- _BRIEF_:
Copy each of these rows verbatim, keeping every line the same.

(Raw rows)

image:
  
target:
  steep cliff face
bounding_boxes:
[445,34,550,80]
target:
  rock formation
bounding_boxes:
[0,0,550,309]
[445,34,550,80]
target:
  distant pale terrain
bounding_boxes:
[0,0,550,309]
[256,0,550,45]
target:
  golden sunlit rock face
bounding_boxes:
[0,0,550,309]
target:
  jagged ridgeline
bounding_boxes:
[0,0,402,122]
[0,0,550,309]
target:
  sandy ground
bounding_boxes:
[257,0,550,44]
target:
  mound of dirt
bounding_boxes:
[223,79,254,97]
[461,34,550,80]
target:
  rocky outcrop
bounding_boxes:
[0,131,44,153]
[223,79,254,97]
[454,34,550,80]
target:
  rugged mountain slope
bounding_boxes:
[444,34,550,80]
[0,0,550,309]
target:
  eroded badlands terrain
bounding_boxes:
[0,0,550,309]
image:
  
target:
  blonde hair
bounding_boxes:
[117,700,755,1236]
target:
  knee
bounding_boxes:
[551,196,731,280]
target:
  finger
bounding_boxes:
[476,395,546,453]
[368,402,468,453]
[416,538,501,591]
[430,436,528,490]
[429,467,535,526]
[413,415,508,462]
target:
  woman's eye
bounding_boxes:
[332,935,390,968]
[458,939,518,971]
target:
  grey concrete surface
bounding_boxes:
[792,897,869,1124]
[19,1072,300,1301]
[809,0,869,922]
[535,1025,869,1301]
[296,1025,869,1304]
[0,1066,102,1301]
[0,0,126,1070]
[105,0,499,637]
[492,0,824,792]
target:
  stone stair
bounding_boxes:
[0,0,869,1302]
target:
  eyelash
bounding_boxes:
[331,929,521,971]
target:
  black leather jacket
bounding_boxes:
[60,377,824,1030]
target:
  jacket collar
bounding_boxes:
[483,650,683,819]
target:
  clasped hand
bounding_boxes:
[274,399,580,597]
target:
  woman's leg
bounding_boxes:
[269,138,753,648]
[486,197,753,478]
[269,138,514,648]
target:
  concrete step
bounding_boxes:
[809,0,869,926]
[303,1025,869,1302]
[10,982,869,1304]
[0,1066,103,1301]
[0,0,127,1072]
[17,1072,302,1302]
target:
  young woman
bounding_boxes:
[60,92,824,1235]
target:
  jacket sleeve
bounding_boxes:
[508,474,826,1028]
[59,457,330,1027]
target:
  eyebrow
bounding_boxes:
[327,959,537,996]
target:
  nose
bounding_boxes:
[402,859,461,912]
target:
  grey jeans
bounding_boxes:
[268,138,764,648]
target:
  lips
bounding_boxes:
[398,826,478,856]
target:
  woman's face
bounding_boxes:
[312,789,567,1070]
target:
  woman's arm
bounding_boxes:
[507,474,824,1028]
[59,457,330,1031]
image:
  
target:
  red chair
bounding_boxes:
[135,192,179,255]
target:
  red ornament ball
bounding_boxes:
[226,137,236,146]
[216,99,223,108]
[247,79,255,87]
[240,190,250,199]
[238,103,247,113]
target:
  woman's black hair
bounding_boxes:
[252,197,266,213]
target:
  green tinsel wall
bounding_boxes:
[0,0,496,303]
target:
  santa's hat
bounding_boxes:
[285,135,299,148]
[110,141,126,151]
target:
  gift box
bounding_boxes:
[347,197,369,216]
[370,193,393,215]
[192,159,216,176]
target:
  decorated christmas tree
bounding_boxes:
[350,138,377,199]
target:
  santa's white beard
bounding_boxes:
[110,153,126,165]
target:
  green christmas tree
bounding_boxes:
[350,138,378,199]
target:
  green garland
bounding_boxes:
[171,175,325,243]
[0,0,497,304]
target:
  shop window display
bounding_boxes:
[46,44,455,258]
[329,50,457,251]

- _EXERCISE ANSWER_:
image:
  
target:
  steep cliff face
bounding_boxes:
[445,34,550,80]
target:
  rock formation
bounding_boxes:
[0,0,550,309]
[445,34,550,80]
target:
  distant pale terrain
bounding_boxes:
[0,0,550,309]
[256,0,550,45]
target:
  golden sunlit rock face
bounding_boxes:
[0,0,550,309]
target:
  jagged ridgeline
bounding_boxes:
[0,0,402,122]
[0,0,550,309]
target:
  sandy ground
bounding_boxes:
[257,0,550,44]
target:
  mound of dirt
bounding_boxes:
[223,79,254,97]
[461,34,550,80]
target:
  rocky outcrop
bounding_boxes:
[0,131,44,153]
[223,79,254,97]
[454,34,550,80]
target:
  rugged mountain slope
bounding_boxes:
[444,34,550,80]
[0,0,550,309]
target:
  eroded badlands terrain
bounding_boxes:
[0,0,550,309]
image:
  
target:
  blonde hair
bounding_boxes:
[117,700,755,1236]
target:
  knee
bounding_boxes:
[551,196,731,280]
target:
  finger
bounding_boxes:
[476,395,546,453]
[368,402,468,453]
[416,538,501,591]
[430,436,528,490]
[429,467,535,526]
[413,415,508,462]
target:
  woman's eye
bounding_boxes:
[332,935,390,968]
[458,939,518,971]
target:
  grey concrete surface
bounding_boxes:
[792,897,869,1124]
[19,1072,300,1301]
[809,0,869,922]
[535,1025,869,1301]
[296,1025,869,1304]
[0,1066,102,1301]
[0,0,126,1070]
[105,0,499,637]
[492,0,824,792]
target:
  stone stair
bounding_boxes:
[0,0,869,1302]
target:
  eyelash
bounding_boxes:
[331,929,521,971]
target:
  black leather jacket
bounding_boxes:
[60,377,824,1030]
target:
  jacket collar
bounding_boxes:
[483,650,683,819]
target:
  clasped hand
bounding_boxes:
[274,399,580,597]
target:
  woman's leg
bounding_boxes:
[269,138,753,648]
[486,197,753,478]
[269,138,514,648]
target:
  concrete step
bounding_boxes:
[809,0,869,926]
[303,1025,869,1302]
[10,982,869,1304]
[0,1066,103,1301]
[0,0,127,1072]
[17,1072,302,1302]
target:
  young woman
bounding_boxes:
[60,92,824,1235]
target:
  jacket sleeve
bounding_boxes:
[508,474,826,1028]
[59,457,330,1027]
target:
  eyebrow
bounding_boxes:
[327,959,537,996]
target:
  nose
bounding_boxes:
[402,859,461,912]
target:
  grey jeans
bounding_boxes:
[268,138,764,648]
target:
  lips
bounding_boxes:
[398,826,478,856]
target:
  woman's face
bounding_boxes:
[312,789,567,1070]
target:
  woman's arm
bounding_boxes:
[507,474,824,1028]
[59,457,330,1031]
image:
  
target:
  red chair
bounding_boxes:
[135,192,179,255]
target:
  red ornament ball
bounding_boxes:
[226,137,236,146]
[216,99,223,108]
[247,79,255,87]
[240,190,250,199]
[238,103,247,113]
target:
  woman's black hair
bounding_boxes:
[252,197,266,213]
target:
  green tinsel wall
bounding_boxes:
[0,0,496,303]
target:
  santa's hat
bounding_boxes:
[285,135,299,148]
[110,141,126,151]
target:
  gift box
bounding_boxes:
[347,197,369,216]
[370,193,393,215]
[192,159,216,176]
target:
  decorated christmas tree
bounding_boxes:
[350,138,377,199]
target:
  santa's white beard
bounding_boxes:
[110,153,126,165]
target:
  green christmas tree
bounding_boxes:
[350,138,378,199]
target:
  green garland
bounding_boxes:
[171,175,325,243]
[0,0,497,304]
target:
  shop window display
bounding_boxes:
[46,44,455,258]
[329,50,457,251]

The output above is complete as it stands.